**PASSAGE PROVIDED:**
———
Liberty and justice for all.
Beautiful sentence.
I want to live in that sentence. I want to buy a little house inside that sentence with a front porch and a decent coffee shop within walking distance.
But America doesn't live in that sentence.
America visits that sentence on holidays. America rents it out for campaign ads. America prints it on a poster in a school hallway where the kids are doing active shooter drills and the teacher is buying her own tissues.
(beat)
A dead ritual says: stand up, take off your hat, put your hand over your heart, say the words, smile, don't make this political.
Which is maybe the funniest sentence in America.
Don't make this political.
At a baseball game with a military flyover.
Don't make this political.
At a football game where the Pentagon paid for the patriotism, the owners are billionaires, the players are destroying their bodies, and the beer commercial is telling you freedom tastes like light domestic regret.
(beat)
And this is where Chapter 38 starts to scare me.
Because it says when people lose the deep thing, they perform the surface thing harder.
The less justice, the more law and order.
The less freedom, the more flags.
The less truth, the more sacred the ritual becomes.And if nobody responds correctly? If people don't stand? If people don't pledge?
That's when the sleeves get rolled up. That's when morality reaches for force. That's when patriotism becomes a hall monitor with a gun.
(beat)
———
**GIVEN DATA:**
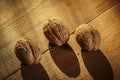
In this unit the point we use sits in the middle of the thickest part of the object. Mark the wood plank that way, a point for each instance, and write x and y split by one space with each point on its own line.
———
**EXERCISE DIRECTIONS:** Please pick up the monologue about patriotism and "liberty and justice for all" after its last line and keep it going in the same voice.

**TASK RESPONSE:**
And maybe this is why the Pledge has stayed with me.
Because I don't remember much from fifth grade.
I remember the pencil sharpener. I remember the special humiliation of being called husky by a pair of pants. I remember government cheese, which was somehow both food and architecture. I remember Asses Up at recess — miss the ball, touch the wall, wait for someone to throw something hard at your body.
Which, honestly, might be the most accurate civics lesson we ever received.
But I remember the Pledge.
Every morning. A room full of kids saying words we didn't choose.
And I wonder now: what would have happened if one of us had just stopped?
Not dramatically. Not as a protest performance.
Just stopped.(beat)
So here's the question under all of this.
Not: do you love your country?
That question is too easy. Too available to people selling hats.
The better question is:
What are you still pledging allegiance to?
(beat)
From the edge of empire — and the center of self — this is The Tao of Lloyd.